* **Что нужно сделать**
a) Ответьте на вопросы по воспоминаниям о школьном походе, помечая ответы так же:
(i) В каком году проходил поход?
(ii) Сколько домов было в Красной Сельге в 1937 году?
(iii) В каком году умер Павел Тимофеевич Ананьев?
b) Изложите воспоминания о школьном походе в двух предложениях.
c) Переведите на английский предложение из воспоминаний о школьном походе: «Музей уже состоялся, он стал гордостью не только школы, но и нашего небольшого городка – Медвежьегорска».

* **Фрагмент текста**
Саша Кокарев уже с находкой.




Самый обыкновенный поход

 

Этнографическое обозрение бывшей деревни Красная Сельга (Заонежье)- 60-е гг.

Красная (Грязная) Сельга, 16 домов, около 100 жителей, 1937г.

 

Это был самый обыкновенный школьный поход. Правда, мы называли его экспедицией. Это ребятам нравилось и звучало как-то по-научному, солидно. Ребята – это школьники Медвежьегорской школы-интерната №4, создатели школьного краеведческого музея[1]. Повторюсь – это был самый обыкновенный поход по Заонежью, и проходил он более полувека назад. Сейчас, когда мне за 80, воспоминания стали частью моей жизни. Мы шли тогда, в 1967году не «за туманом и запахом тайги», а конкретно за экспонатами для нашего школьного музея. Музей уже состоялся, он стал гордостью не только школы, но и нашего небольшого городка – Медвежьегорска.

Мои искатели

Скажу сразу - находок было много, а главная наша находка в деревне Красная Сельга был «Дневник» жителя этой деревни Павла Тимофеевича Ананьева. Он издан, прокомментирован, изучен.[2] Речь в этой статье будет о вещах, найденных ребятами в деревне. Все они хранятся сейчас в фондах Медвежьегорского краеведческого музея. Так же как и в моей памяти.

«Был дома, делал кое-что…»,- записывает в «Дневнике» Павел Тимофеевич Ананьев. «Был дома, починял катанок». И так каждый день, на протяжении 5 лет до самой смерти (1936г.). В дневнике записывает, что делает он, его жена Апполинария, сын Митька, невестка Марья. Он уже стар, ему за 80, все видел – революцию, да не одну, коллективизацию, раскулачивание, всякое начальство, пришлось вот жить и при колхозах… Одного только года не дожил до репрессий, прокатившихся по Заонежью в 1938 году, ушел не попрощавшись… Кто же он – Павел Тимофеевич Ананьев? Простой крестьянин, справный хозяин, грамотный, трижды женат, четверо детей, последняя жена – Апполинария и их общий сын Митька. Все это я рассказал в книге «Дневник заонежского бондаря».

Теперь о наших находках. После оккупации Заонежья (Карелии) финнами 1941-1944гг осталось не так много досюльных вещей, т.е старых из довоенного прошлого. Жители Заонежья часто подчеркивали это обстоятельство в нашей собирательской деятельности.

* **Исходные записи**
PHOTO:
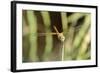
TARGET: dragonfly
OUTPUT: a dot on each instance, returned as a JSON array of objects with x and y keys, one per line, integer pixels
[{"x": 60, "y": 36}]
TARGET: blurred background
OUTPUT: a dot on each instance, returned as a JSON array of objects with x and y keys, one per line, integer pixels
[{"x": 40, "y": 44}]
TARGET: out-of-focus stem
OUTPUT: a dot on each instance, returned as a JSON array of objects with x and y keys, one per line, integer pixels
[
  {"x": 48, "y": 34},
  {"x": 33, "y": 39}
]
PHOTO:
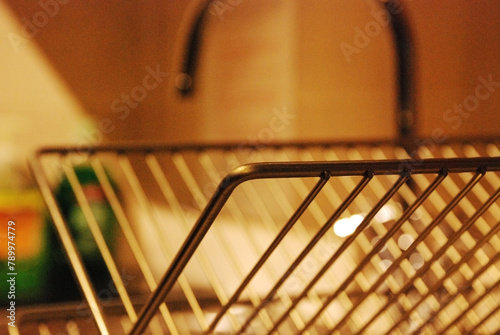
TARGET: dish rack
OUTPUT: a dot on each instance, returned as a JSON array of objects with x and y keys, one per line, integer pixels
[{"x": 313, "y": 238}]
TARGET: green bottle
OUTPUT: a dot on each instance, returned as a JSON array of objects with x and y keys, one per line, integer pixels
[
  {"x": 63, "y": 284},
  {"x": 23, "y": 235}
]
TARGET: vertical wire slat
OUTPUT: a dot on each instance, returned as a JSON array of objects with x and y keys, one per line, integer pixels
[
  {"x": 69, "y": 245},
  {"x": 475, "y": 179},
  {"x": 381, "y": 242},
  {"x": 274, "y": 244},
  {"x": 343, "y": 247},
  {"x": 450, "y": 242},
  {"x": 100, "y": 241},
  {"x": 166, "y": 249},
  {"x": 266, "y": 218},
  {"x": 450, "y": 205},
  {"x": 173, "y": 202},
  {"x": 130, "y": 237},
  {"x": 237, "y": 213},
  {"x": 366, "y": 220},
  {"x": 309, "y": 247}
]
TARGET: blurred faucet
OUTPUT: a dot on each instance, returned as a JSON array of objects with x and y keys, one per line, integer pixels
[{"x": 404, "y": 54}]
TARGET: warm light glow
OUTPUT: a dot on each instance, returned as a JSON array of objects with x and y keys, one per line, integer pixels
[
  {"x": 347, "y": 226},
  {"x": 405, "y": 241},
  {"x": 416, "y": 260}
]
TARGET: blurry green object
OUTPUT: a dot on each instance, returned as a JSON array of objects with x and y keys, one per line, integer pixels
[
  {"x": 62, "y": 281},
  {"x": 22, "y": 204}
]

* **Ответы по заданиям**
a)
(i) В 1967 году.
(ii) 16 домов.
(iii) В 1936 году.

b) Автор, которому сейчас за 80, вспоминает поход 1967 года по Заонежью: школьники Медвежьегорской школы-интерната №4 шли за экспонатами для своего школьного музея. Главной находкой в деревне Красная Сельга стал «Дневник» крестьянина Павла Тимофеевича Ананьева, который тот вёл пять лет до своей смерти в 1936 году.

c) The museum had already taken shape; it had become the pride not only of the school but also of our small town, Medvezhyegorsk.